# WORK REQUIRED
Copy out each of the records below word for word, leaving out the pictures.

* begin *

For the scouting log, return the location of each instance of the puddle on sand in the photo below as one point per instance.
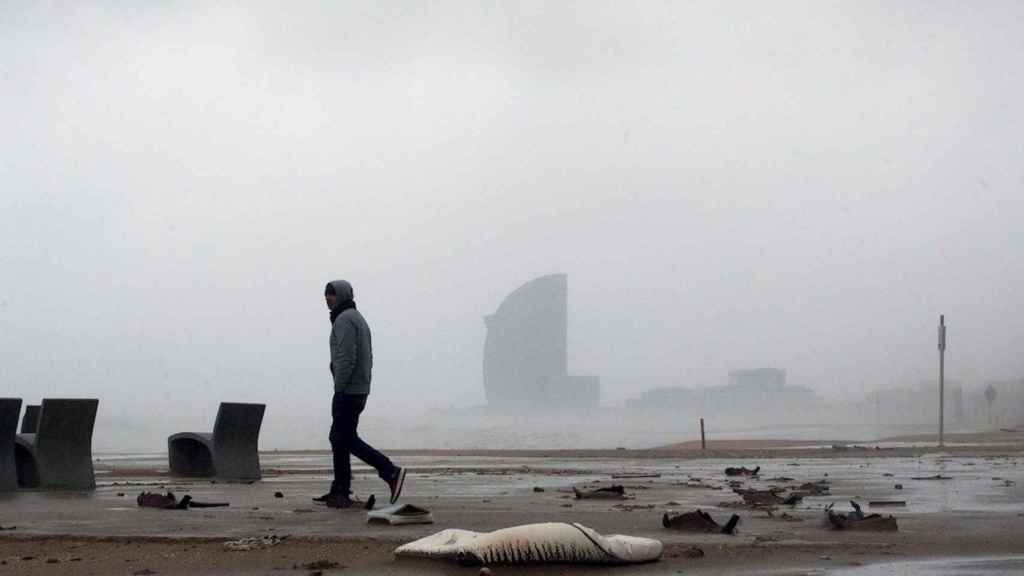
(1005, 566)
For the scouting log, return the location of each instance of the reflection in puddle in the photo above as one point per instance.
(949, 567)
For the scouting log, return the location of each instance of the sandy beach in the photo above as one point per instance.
(977, 510)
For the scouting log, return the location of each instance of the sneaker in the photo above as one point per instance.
(395, 483)
(338, 501)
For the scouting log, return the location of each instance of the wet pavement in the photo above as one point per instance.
(484, 493)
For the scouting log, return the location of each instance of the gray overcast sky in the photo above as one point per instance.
(801, 184)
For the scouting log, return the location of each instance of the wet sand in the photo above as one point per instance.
(979, 511)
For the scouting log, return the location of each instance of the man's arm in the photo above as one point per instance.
(345, 353)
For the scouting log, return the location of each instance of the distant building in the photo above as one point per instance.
(525, 352)
(750, 397)
(761, 378)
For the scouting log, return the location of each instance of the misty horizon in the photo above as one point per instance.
(735, 186)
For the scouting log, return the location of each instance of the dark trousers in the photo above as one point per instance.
(345, 410)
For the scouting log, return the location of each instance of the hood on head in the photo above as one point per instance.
(342, 290)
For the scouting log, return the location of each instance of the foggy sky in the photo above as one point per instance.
(805, 186)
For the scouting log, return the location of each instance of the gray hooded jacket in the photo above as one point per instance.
(351, 352)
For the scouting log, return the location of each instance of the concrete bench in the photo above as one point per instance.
(9, 409)
(230, 451)
(58, 455)
(30, 422)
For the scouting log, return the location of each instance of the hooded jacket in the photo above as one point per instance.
(351, 352)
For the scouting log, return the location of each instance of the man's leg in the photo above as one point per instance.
(342, 434)
(392, 475)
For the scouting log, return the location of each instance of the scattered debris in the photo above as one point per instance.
(400, 515)
(254, 543)
(163, 501)
(817, 488)
(317, 565)
(631, 507)
(534, 543)
(615, 492)
(170, 502)
(693, 551)
(195, 504)
(698, 521)
(857, 521)
(758, 498)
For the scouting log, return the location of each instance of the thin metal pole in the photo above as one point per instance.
(942, 374)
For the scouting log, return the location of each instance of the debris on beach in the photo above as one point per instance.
(630, 507)
(759, 498)
(817, 488)
(856, 520)
(317, 565)
(534, 543)
(741, 470)
(170, 502)
(615, 492)
(163, 501)
(698, 521)
(784, 516)
(399, 515)
(254, 543)
(197, 504)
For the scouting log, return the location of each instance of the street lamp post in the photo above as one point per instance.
(942, 372)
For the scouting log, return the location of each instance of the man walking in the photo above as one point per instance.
(351, 364)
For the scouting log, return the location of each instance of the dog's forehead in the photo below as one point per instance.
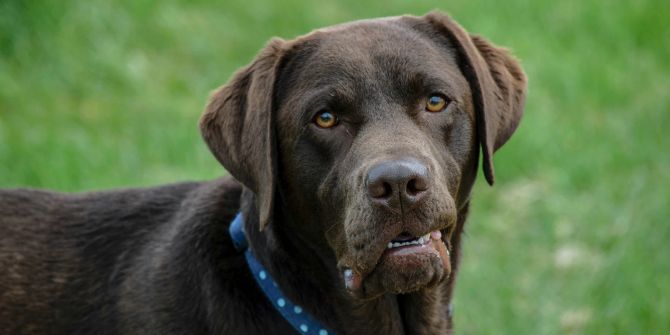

* end *

# WRITTEN REPLY
For the scouting log, return the location of each instance of the puddle on sand in the photo below as one point per instance.
(1005, 566)
For the scouting log, return the location of each instance of the reflection in puddle in the photo above as one point per instance.
(949, 567)
For the scouting log, return the location of each instance of the sandy beach in the photo above as one point per instance.
(977, 510)
For the scouting log, return the location of each instance of the sneaker in the photo above as one point per instance.
(395, 483)
(338, 501)
For the scouting log, return the location of each instance of the wet pavement in the photo above as one point per instance.
(484, 493)
For the scouting log, return the location of each instance of the gray overcast sky in the photo above as one point per instance.
(801, 184)
For the scouting log, return the location of each instance of the wet sand in the photo above as one point per instance.
(979, 511)
For the scouting log, return the location of each instance of the man's arm in the photo above as one point per instance.
(345, 353)
For the scouting log, return the location of each instance of the distant building in the photo above as one point per instance.
(525, 352)
(750, 397)
(761, 378)
For the scouting log, return the location of each instance of the misty horizon in the photo above as one point per instance.
(735, 186)
For the scouting log, return the location of each instance of the dark trousers in the photo above as one point per instance.
(345, 410)
For the scouting log, return the location of each instance of the hood on head in the photo above as one point per instance.
(342, 290)
For the scouting log, return the location of each instance of the foggy sky in the photo above as one point per instance.
(805, 186)
For the scouting log, return the location of each instance of the gray hooded jacket in the photo above as one point per instance.
(351, 352)
For the scouting log, return the location of each instance of the concrete bench in the photo above as one point per instance.
(9, 409)
(230, 451)
(58, 455)
(30, 422)
For the scouting log, return the location of each instance of the hooded jacket in the photo above as one point per instance.
(351, 352)
For the scouting log, return the location of each instance of the man's leg in the photo above as one point per instance.
(342, 434)
(392, 475)
For the scouting log, return the location of each instance of the scattered debris in the photo above as one point per instance.
(400, 515)
(254, 543)
(163, 501)
(817, 488)
(317, 565)
(631, 507)
(534, 543)
(615, 492)
(170, 502)
(693, 551)
(195, 504)
(698, 521)
(857, 521)
(758, 498)
For the scouting log, return the location of each instance of the thin metal pole in the photo above as one point per instance.
(942, 374)
For the scouting log, return the location of each instance of the debris on beach in the photo above as one point per instance.
(630, 507)
(759, 498)
(817, 488)
(856, 520)
(317, 565)
(534, 543)
(741, 470)
(170, 502)
(615, 492)
(163, 501)
(698, 521)
(784, 516)
(399, 515)
(254, 543)
(197, 504)
For the scouting log, return the location of each instance of the street lamp post in the photo above as one point per instance.
(942, 372)
For the scouting log, return the location of each instance of the man walking in the photo above as one point per instance.
(351, 364)
For the scouting log, return the location of each instance of the dog's forehead in the photo below as one point per instance.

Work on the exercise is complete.